▸ Task requirements: Starting at the beginning of the records and ending at the line that contains "left=333, top=438, right=369, bottom=451", lay out these records as a two-column CSV with the columns instruction and boxes, one row per record. Put each field in quotation marks and turn its line breaks into spaces.

[begin Data for this task]

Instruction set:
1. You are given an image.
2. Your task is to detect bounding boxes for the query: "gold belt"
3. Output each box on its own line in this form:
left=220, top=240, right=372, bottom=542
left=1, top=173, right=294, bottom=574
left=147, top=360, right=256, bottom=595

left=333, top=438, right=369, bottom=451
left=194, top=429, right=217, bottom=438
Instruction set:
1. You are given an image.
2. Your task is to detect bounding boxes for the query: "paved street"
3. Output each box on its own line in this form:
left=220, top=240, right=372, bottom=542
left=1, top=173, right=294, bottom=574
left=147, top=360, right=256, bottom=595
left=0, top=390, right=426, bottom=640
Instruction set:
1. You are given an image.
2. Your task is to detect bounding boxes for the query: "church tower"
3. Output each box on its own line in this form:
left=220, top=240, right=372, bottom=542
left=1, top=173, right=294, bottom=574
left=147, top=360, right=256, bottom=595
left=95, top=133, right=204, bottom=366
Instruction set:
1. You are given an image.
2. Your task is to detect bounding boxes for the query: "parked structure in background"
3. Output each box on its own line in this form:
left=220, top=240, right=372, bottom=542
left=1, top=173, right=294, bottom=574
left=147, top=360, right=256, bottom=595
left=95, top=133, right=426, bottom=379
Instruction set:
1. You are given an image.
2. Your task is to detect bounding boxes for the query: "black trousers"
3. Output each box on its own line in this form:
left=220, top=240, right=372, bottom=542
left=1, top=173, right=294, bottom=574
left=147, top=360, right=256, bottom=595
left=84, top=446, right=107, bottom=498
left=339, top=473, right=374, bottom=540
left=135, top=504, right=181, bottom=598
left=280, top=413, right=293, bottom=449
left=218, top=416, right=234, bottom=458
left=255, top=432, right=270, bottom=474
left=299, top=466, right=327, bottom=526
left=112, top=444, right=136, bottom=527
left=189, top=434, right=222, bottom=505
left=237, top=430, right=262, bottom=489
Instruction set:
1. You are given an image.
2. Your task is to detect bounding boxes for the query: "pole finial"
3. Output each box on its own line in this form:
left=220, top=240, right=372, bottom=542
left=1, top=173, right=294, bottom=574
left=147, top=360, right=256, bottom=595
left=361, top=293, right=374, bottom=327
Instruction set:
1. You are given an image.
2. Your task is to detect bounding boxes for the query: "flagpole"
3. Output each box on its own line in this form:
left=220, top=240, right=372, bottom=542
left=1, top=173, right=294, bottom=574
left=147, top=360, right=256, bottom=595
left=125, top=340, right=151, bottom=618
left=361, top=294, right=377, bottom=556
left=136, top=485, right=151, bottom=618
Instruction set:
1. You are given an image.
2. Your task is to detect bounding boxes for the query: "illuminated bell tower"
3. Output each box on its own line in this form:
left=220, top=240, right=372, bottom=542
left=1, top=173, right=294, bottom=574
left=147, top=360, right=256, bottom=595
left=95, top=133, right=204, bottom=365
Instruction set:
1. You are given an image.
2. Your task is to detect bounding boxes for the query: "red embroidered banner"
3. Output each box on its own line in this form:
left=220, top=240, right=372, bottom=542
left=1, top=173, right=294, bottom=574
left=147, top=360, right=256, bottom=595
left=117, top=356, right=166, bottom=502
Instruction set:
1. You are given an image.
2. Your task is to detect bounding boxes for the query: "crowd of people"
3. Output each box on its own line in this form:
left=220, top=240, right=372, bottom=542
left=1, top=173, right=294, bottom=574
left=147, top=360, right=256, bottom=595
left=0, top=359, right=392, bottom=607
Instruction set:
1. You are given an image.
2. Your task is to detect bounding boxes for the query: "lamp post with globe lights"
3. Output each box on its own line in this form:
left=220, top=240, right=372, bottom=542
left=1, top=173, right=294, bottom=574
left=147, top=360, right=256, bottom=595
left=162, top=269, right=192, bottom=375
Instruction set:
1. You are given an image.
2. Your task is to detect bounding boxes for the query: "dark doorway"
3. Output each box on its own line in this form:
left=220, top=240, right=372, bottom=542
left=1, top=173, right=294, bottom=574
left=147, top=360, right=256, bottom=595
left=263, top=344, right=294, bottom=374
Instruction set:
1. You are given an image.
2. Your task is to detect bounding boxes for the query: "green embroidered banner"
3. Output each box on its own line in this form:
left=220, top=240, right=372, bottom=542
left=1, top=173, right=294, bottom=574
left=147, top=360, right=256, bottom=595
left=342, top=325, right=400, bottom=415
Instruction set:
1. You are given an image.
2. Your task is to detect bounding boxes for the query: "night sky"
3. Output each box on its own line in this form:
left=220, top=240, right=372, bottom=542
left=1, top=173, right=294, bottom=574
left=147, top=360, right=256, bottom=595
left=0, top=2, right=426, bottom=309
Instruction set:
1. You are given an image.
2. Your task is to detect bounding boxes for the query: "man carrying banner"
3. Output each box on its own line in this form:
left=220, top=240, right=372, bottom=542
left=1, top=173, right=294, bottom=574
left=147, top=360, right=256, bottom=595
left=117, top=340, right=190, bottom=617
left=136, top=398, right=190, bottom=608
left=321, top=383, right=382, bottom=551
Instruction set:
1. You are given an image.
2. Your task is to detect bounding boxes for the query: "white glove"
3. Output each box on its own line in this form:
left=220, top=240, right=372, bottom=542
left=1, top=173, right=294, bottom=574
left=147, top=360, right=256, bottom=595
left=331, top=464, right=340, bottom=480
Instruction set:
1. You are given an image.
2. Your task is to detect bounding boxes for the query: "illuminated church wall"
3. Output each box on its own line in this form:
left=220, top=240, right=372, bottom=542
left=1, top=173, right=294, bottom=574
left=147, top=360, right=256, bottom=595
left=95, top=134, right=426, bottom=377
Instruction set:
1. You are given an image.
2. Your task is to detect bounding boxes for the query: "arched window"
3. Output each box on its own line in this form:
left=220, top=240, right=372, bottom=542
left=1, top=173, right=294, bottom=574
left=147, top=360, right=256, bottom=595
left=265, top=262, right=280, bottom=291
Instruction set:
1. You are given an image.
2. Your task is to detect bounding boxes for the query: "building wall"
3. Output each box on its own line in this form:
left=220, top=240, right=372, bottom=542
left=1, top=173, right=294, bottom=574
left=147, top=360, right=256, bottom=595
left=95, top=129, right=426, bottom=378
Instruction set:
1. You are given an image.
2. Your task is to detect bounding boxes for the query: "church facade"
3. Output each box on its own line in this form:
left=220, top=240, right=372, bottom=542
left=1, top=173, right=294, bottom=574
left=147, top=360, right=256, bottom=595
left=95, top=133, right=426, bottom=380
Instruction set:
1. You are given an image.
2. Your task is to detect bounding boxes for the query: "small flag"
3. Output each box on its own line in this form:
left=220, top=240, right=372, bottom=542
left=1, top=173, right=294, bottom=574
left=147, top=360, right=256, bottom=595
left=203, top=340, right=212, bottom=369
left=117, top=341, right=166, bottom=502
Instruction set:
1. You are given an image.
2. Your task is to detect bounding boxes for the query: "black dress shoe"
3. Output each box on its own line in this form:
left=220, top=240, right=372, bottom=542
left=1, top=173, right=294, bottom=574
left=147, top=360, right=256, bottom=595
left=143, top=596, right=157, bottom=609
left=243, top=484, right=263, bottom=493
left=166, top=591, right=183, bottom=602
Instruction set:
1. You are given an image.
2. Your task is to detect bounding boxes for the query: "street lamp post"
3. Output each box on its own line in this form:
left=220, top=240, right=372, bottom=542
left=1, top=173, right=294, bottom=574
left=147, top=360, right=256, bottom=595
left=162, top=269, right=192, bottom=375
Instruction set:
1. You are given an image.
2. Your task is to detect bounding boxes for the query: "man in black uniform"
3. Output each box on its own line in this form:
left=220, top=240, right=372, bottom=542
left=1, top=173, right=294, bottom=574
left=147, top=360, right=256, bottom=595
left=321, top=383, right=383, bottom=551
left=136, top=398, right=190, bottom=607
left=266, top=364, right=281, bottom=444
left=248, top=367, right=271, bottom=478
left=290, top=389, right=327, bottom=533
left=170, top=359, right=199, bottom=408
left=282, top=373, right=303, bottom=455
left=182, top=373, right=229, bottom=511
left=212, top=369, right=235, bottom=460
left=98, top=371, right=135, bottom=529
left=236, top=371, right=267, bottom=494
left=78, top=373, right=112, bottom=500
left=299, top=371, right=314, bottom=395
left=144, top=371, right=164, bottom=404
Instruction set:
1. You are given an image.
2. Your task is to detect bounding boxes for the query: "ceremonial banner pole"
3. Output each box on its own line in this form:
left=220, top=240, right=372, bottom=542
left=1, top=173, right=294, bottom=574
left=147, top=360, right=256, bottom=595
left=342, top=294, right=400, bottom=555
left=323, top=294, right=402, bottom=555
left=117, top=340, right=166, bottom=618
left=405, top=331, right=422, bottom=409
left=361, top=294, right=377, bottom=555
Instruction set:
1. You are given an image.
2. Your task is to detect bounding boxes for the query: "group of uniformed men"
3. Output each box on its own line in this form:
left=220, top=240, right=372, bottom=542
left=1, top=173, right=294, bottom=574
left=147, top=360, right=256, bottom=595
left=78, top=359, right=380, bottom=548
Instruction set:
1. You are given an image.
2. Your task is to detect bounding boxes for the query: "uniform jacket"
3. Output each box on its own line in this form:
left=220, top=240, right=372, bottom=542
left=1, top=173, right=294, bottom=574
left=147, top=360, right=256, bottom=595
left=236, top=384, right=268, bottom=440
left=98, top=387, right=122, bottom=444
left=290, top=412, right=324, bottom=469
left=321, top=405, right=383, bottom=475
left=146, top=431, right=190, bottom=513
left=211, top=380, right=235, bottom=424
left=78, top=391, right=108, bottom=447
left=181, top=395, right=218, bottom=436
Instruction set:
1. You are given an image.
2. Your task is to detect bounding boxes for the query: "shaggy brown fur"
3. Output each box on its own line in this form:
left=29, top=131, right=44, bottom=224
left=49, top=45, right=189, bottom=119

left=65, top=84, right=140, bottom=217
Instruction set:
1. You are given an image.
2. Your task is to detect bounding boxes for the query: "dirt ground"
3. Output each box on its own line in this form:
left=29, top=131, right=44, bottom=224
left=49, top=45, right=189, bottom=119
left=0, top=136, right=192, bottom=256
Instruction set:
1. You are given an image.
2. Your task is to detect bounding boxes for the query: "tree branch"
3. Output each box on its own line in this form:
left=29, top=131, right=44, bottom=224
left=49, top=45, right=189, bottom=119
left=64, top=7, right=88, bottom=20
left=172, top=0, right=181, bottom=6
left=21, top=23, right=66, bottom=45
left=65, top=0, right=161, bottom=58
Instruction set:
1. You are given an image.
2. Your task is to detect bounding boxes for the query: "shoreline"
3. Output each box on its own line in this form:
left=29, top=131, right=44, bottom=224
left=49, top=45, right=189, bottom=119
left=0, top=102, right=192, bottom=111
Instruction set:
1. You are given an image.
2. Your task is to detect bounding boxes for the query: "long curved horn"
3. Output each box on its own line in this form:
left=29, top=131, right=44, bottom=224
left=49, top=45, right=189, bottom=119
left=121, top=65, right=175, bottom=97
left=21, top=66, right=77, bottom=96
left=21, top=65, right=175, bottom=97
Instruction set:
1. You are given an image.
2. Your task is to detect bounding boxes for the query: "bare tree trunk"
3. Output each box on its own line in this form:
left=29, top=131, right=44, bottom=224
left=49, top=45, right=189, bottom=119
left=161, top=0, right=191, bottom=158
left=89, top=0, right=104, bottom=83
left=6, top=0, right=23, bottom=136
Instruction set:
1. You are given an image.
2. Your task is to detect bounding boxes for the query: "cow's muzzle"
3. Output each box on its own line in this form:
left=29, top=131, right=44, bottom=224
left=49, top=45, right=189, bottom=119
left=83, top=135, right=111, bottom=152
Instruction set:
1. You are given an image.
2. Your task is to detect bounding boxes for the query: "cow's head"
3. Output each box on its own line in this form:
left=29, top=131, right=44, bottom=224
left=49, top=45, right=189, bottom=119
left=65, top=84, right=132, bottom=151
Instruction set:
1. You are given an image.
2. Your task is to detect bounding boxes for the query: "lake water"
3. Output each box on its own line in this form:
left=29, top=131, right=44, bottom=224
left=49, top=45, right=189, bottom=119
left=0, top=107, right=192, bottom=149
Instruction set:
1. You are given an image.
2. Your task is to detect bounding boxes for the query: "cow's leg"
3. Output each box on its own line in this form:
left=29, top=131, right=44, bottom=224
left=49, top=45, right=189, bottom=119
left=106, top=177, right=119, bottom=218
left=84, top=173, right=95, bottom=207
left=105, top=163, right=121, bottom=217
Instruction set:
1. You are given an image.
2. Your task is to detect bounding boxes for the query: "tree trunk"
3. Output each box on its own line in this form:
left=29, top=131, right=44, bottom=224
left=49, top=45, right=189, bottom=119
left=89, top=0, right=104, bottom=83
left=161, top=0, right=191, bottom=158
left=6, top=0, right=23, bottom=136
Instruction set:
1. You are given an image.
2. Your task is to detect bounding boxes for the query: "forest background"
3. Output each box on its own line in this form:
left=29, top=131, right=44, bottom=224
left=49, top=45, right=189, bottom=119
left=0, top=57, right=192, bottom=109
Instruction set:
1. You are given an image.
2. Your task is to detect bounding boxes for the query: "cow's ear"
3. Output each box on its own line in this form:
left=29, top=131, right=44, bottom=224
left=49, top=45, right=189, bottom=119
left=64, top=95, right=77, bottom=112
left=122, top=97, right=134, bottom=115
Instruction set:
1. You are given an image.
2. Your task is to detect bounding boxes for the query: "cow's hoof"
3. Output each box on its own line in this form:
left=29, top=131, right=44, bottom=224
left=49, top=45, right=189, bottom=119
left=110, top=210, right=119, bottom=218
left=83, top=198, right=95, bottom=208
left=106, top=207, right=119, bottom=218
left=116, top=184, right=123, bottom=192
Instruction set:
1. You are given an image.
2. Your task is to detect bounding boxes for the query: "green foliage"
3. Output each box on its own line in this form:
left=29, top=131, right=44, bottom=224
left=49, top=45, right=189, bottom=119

[end Data for this task]

▸ Task output:
instruction,boxes
"Instruction set: 1. You are given an image. 2. Your task is to detect bounding boxes for the query: ""gold belt"" 3. Output each box on its own line in this form: left=220, top=240, right=372, bottom=542 left=1, top=173, right=294, bottom=574 left=147, top=360, right=256, bottom=595","left=333, top=438, right=369, bottom=451"